-- START OF Data section --

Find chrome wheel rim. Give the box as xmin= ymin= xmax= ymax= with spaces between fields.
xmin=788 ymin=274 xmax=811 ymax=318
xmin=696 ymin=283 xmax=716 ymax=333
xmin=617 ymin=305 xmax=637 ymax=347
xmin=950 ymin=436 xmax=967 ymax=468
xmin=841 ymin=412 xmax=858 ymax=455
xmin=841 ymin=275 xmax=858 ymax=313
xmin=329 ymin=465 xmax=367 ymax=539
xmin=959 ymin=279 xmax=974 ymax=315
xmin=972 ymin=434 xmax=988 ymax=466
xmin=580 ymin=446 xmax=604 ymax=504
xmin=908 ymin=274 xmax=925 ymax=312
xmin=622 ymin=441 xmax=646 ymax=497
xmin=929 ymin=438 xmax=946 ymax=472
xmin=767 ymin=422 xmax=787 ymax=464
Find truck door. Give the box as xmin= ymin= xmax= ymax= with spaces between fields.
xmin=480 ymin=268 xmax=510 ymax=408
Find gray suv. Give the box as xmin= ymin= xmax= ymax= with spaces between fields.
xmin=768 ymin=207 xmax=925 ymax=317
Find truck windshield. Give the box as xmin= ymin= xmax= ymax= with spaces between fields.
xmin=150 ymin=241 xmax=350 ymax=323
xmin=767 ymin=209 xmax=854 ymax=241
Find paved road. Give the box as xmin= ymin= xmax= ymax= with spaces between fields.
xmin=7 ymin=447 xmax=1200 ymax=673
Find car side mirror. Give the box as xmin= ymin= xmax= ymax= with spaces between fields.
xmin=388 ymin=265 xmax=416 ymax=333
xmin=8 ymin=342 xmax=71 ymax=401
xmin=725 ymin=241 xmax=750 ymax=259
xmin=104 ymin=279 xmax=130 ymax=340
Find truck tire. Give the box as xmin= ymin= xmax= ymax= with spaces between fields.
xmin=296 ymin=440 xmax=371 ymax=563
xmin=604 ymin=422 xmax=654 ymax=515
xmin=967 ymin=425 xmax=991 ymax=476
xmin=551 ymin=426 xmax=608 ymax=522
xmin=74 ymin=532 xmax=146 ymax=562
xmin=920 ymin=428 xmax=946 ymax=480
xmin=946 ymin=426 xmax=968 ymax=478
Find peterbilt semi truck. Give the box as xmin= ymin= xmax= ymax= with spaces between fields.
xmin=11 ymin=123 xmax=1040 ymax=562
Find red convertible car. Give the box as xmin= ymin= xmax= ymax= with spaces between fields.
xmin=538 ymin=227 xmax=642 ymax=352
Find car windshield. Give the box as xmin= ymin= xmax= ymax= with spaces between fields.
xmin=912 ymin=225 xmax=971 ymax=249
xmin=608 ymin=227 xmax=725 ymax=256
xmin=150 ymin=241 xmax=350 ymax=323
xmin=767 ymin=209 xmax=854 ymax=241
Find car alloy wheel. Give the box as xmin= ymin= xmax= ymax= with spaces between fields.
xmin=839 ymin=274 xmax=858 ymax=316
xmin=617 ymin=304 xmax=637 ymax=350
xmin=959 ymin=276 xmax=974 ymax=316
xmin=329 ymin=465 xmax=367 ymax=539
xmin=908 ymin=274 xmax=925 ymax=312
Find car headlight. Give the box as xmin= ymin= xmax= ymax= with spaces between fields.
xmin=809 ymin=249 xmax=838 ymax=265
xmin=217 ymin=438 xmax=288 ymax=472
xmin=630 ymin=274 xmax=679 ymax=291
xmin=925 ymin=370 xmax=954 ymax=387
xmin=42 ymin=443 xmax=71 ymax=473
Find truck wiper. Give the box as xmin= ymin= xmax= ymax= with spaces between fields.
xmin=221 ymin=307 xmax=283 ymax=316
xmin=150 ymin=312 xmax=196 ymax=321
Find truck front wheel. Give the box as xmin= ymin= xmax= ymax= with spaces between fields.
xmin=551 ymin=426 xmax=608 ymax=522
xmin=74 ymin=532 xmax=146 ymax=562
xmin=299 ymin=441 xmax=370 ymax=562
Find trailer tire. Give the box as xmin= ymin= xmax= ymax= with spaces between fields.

-- END OF Data section --

Exercise details. Recast all the items above as a numbered list, leaving out any blank lines.

Exercise answer.
1. Find chrome wheel rim. Give the box as xmin= ymin= xmax= ymax= with spaces between fields.
2. xmin=788 ymin=274 xmax=811 ymax=318
3. xmin=696 ymin=283 xmax=716 ymax=333
4. xmin=617 ymin=305 xmax=637 ymax=347
5. xmin=950 ymin=436 xmax=967 ymax=468
6. xmin=841 ymin=412 xmax=858 ymax=455
7. xmin=841 ymin=275 xmax=858 ymax=313
8. xmin=329 ymin=465 xmax=367 ymax=539
9. xmin=959 ymin=279 xmax=974 ymax=315
10. xmin=972 ymin=434 xmax=988 ymax=466
11. xmin=580 ymin=446 xmax=604 ymax=504
12. xmin=908 ymin=274 xmax=925 ymax=312
13. xmin=622 ymin=441 xmax=646 ymax=497
14. xmin=929 ymin=438 xmax=946 ymax=472
15. xmin=767 ymin=422 xmax=787 ymax=464
16. Find truck door. Give the box as xmin= ymin= xmax= ymax= with spaces between fields.
17. xmin=480 ymin=268 xmax=510 ymax=408
18. Find gray suv. Give the box as xmin= ymin= xmax= ymax= with spaces between fields.
19. xmin=768 ymin=207 xmax=925 ymax=317
20. Find truck windshield. Give the box as xmin= ymin= xmax= ymax= with spaces between fields.
21. xmin=150 ymin=241 xmax=350 ymax=323
22. xmin=767 ymin=209 xmax=854 ymax=241
23. Find paved road. Give the box as xmin= ymin= xmax= ymax= with spaces between fields.
24. xmin=7 ymin=447 xmax=1200 ymax=673
25. Find car side mirror. Give the box as xmin= ymin= xmax= ymax= with spaces between fields.
26. xmin=388 ymin=265 xmax=416 ymax=333
27. xmin=8 ymin=342 xmax=71 ymax=401
28. xmin=725 ymin=241 xmax=750 ymax=259
29. xmin=104 ymin=279 xmax=130 ymax=340
30. Find truck tire. Give the box as xmin= ymin= xmax= ymax= with spaces between fields.
31. xmin=296 ymin=440 xmax=371 ymax=563
32. xmin=604 ymin=422 xmax=654 ymax=515
33. xmin=967 ymin=425 xmax=991 ymax=476
34. xmin=551 ymin=426 xmax=608 ymax=522
35. xmin=74 ymin=532 xmax=146 ymax=562
36. xmin=920 ymin=428 xmax=946 ymax=480
37. xmin=946 ymin=426 xmax=968 ymax=478
38. Find peterbilt semi truck. Give the box as xmin= ymin= xmax= ymax= with spaces between fields.
39. xmin=11 ymin=123 xmax=1040 ymax=562
40. Find red convertible car. Give the box as xmin= ymin= xmax= ymax= with spaces between fields.
41. xmin=538 ymin=227 xmax=642 ymax=352
42. Find car windshield. Give the box as xmin= ymin= xmax= ymax= with spaces between fields.
43. xmin=912 ymin=225 xmax=971 ymax=249
44. xmin=608 ymin=227 xmax=725 ymax=256
45. xmin=150 ymin=241 xmax=350 ymax=323
46. xmin=767 ymin=209 xmax=854 ymax=241
47. Find car alloy wheel. Give the box as xmin= ymin= xmax= ymax= with spaces between fields.
48. xmin=839 ymin=274 xmax=858 ymax=316
49. xmin=617 ymin=304 xmax=637 ymax=350
50. xmin=959 ymin=276 xmax=974 ymax=316
51. xmin=329 ymin=465 xmax=367 ymax=539
52. xmin=908 ymin=274 xmax=925 ymax=312
53. Find car headlight. Give the box as xmin= ymin= xmax= ymax= with spaces between fields.
54. xmin=809 ymin=249 xmax=838 ymax=265
55. xmin=217 ymin=438 xmax=288 ymax=472
56. xmin=630 ymin=274 xmax=679 ymax=291
57. xmin=925 ymin=370 xmax=954 ymax=387
58. xmin=42 ymin=443 xmax=71 ymax=473
59. Find truck wiper. Give the box as xmin= ymin= xmax= ymax= with spaces between fields.
60. xmin=221 ymin=307 xmax=283 ymax=316
61. xmin=150 ymin=312 xmax=196 ymax=321
62. Find truck front wheel. Give the box as xmin= ymin= xmax= ymax= with spaces between fields.
63. xmin=551 ymin=426 xmax=608 ymax=522
64. xmin=74 ymin=532 xmax=146 ymax=562
65. xmin=299 ymin=441 xmax=370 ymax=562
66. Find trailer tire. Give the box as xmin= ymin= xmax= ymax= with spaces between fields.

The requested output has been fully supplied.